The Douglas County School District is marketing a software system it has developed to carry out pay-for-performance and other controversial education reforms, a move its critics say confirms that the district’s free-market majority seeks to spread its methods for “reinventing American education” well beyond its boundaries.
The district, in what it describes as a pilot project, already has sold licensing rights to the software to Mile High Academy, a Christian school in Highlands Ranch. The sale, like the pilot project itself, took place out of the public eye, and is now raising questions about the legality of a public school district launching a for-profit business.
“The cost of making this scalable to other entities must be enormous,” says Jenny Robertson, a former Douglas County parent who works in software development. “DCSD is not a software company. Taxpayers are not willing investors in the development of a commercial software product.”
Known as “InspirED Innovation,” the software is an integrated suite of web-based software tools “for instructional planning, certified staff evaluation, professional development, student learning objective tracking, and twice annual elementary progress reporting,” according to the district’s website.
While the fact that the district has been developing the software to meet the mandates of state law long has been known — and debated — confirmation that it has its eye on the commercial market came at an Aug. 2 school board meeting. During that meeting, school board member Wendy Vogel repeatedly pushed administration officials for answers about how much it cost the district to develop the software and whether it intends to sell it.

§

Work to complete ::
**A)** From the article on the Douglas County software, output the passage from "While the fact" up to and including "to sell it.".
**B)** According to the article on the Douglas County software, what purposes does the district's website say the InspirED Innovation tools serve? List each one.
**C)** In the article on the Douglas County software, which school has already bought licensing rights to the software?

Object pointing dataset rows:

§

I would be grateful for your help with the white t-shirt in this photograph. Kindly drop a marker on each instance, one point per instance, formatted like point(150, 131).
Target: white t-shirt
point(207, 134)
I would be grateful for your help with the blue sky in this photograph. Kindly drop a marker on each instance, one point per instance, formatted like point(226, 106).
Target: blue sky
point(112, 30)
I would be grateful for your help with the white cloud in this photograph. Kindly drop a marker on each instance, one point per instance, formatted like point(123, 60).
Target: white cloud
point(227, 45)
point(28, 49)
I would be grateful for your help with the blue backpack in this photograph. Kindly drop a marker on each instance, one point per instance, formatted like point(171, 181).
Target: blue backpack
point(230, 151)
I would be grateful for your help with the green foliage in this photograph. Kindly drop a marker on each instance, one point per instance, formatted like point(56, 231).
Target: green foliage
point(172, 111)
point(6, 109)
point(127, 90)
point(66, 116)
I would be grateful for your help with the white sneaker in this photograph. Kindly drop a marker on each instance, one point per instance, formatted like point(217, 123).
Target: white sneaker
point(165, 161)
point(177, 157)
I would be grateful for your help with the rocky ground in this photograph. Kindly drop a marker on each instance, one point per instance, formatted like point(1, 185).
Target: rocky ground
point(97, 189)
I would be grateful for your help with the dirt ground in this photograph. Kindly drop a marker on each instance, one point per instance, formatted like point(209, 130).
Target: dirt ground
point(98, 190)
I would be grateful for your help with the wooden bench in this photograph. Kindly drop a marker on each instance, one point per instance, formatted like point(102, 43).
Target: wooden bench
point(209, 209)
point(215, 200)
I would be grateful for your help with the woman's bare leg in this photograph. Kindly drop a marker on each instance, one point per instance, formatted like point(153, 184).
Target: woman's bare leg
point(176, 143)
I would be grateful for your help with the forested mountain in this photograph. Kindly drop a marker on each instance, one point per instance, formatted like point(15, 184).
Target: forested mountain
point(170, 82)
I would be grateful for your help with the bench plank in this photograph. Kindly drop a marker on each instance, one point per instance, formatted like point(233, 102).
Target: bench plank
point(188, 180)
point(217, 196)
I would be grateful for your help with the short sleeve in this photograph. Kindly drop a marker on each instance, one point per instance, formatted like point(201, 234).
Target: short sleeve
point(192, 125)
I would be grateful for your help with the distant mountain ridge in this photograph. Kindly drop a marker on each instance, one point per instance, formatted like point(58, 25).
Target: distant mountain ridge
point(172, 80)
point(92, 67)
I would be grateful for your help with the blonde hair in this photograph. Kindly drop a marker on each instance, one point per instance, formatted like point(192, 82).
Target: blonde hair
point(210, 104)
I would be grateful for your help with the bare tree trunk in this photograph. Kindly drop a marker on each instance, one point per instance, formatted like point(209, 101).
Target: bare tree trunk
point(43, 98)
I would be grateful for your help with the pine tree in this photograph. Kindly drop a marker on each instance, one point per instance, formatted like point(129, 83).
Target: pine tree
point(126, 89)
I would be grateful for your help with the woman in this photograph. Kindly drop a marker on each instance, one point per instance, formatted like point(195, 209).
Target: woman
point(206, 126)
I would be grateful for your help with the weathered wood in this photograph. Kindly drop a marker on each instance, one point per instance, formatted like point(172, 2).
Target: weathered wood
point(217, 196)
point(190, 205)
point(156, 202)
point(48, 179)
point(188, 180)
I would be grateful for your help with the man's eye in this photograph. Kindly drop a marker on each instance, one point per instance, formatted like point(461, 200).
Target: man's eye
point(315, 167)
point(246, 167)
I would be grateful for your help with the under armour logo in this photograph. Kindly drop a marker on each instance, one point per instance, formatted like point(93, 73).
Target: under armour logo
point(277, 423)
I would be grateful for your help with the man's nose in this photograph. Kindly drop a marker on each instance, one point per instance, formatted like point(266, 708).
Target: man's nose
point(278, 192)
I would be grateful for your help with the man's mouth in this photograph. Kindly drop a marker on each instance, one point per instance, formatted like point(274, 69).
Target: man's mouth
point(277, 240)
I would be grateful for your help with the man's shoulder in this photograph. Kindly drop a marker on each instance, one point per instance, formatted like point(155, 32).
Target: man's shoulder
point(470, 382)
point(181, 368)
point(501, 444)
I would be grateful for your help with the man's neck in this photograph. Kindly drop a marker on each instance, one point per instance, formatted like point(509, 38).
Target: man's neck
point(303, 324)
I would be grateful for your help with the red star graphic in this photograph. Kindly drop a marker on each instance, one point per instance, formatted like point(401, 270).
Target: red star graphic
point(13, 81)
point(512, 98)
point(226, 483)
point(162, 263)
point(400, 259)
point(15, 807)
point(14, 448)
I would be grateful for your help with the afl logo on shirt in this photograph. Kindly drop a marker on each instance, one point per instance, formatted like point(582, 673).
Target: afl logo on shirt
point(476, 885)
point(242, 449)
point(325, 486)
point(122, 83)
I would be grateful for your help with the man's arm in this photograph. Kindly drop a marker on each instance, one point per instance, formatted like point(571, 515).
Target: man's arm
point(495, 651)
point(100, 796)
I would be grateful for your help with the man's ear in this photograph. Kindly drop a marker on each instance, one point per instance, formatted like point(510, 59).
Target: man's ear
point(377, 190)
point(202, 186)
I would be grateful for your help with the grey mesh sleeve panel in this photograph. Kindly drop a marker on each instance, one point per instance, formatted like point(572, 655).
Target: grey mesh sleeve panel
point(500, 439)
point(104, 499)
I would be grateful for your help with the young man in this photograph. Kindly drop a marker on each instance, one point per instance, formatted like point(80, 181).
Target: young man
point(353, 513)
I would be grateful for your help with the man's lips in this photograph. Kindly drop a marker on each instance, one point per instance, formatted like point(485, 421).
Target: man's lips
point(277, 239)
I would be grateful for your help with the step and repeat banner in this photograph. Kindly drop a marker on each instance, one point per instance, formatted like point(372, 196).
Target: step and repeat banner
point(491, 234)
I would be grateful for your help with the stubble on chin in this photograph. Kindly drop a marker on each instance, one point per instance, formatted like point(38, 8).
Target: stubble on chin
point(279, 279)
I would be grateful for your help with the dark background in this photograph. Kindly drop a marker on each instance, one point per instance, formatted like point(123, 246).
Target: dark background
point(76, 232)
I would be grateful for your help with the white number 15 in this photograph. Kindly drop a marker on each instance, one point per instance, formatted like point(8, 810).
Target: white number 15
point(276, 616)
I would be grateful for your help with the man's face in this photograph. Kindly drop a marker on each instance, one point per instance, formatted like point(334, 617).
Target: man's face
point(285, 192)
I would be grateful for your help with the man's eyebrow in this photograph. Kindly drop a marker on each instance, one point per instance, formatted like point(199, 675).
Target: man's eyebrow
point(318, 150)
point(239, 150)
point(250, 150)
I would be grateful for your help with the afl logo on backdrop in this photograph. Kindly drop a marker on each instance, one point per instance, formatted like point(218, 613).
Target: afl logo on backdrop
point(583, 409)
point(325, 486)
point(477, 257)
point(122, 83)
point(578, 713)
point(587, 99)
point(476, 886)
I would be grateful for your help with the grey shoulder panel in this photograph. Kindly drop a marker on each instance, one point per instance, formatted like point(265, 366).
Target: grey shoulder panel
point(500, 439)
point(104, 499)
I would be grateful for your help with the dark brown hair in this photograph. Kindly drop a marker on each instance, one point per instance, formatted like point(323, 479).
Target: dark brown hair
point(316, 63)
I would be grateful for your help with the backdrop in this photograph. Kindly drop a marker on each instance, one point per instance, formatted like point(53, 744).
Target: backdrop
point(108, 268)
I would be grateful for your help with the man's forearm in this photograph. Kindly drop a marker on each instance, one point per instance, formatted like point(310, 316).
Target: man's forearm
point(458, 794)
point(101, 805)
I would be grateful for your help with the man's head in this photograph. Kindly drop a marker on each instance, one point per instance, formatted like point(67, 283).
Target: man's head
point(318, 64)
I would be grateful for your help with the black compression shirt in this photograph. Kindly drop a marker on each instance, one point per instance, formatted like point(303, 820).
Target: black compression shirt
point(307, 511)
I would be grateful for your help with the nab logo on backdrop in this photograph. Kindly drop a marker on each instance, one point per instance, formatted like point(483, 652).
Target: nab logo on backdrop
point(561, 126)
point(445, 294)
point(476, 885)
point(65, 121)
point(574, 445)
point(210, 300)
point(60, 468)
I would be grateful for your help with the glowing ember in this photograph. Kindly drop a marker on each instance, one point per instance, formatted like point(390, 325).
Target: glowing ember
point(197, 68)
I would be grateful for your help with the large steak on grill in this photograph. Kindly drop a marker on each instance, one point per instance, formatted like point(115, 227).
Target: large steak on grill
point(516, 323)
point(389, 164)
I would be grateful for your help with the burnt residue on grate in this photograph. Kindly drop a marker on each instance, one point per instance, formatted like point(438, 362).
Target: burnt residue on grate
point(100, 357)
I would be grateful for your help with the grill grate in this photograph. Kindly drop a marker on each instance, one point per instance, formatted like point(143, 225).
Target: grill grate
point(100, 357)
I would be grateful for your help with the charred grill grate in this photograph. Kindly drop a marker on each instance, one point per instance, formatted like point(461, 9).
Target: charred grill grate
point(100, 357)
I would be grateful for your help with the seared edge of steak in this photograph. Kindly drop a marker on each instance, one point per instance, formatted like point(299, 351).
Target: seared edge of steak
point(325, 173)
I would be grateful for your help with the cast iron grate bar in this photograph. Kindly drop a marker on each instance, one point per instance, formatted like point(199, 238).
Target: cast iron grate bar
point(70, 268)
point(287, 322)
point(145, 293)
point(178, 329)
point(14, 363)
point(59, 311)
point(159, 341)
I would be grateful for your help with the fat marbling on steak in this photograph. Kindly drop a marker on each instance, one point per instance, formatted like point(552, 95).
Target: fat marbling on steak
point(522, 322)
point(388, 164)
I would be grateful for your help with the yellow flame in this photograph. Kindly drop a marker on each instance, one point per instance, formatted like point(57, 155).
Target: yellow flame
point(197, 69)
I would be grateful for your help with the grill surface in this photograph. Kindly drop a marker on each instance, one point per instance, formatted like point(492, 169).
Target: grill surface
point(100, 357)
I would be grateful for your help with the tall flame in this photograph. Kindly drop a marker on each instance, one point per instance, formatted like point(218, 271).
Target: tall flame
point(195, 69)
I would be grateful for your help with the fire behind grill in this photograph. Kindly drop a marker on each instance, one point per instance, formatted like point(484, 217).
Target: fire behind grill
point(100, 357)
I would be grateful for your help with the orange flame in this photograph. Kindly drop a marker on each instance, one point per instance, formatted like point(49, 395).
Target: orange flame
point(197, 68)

§

Full solutions ::
**A)**
While the fact that the district has been developing the software to meet the mandates of state law long has been known — and debated — confirmation that it has its eye on the commercial market came at an Aug. 2 school board meeting. During that meeting, school board member Wendy Vogel repeatedly pushed administration officials for answers about how much it cost the district to develop the software and whether it intends to sell it.

**B)**
- Instructional planning
- Certified staff evaluation
- Professional development
- Student learning objective tracking
- Twice annual elementary progress reporting

**C)** Mile High Academy, a Christian school in Highlands Ranch.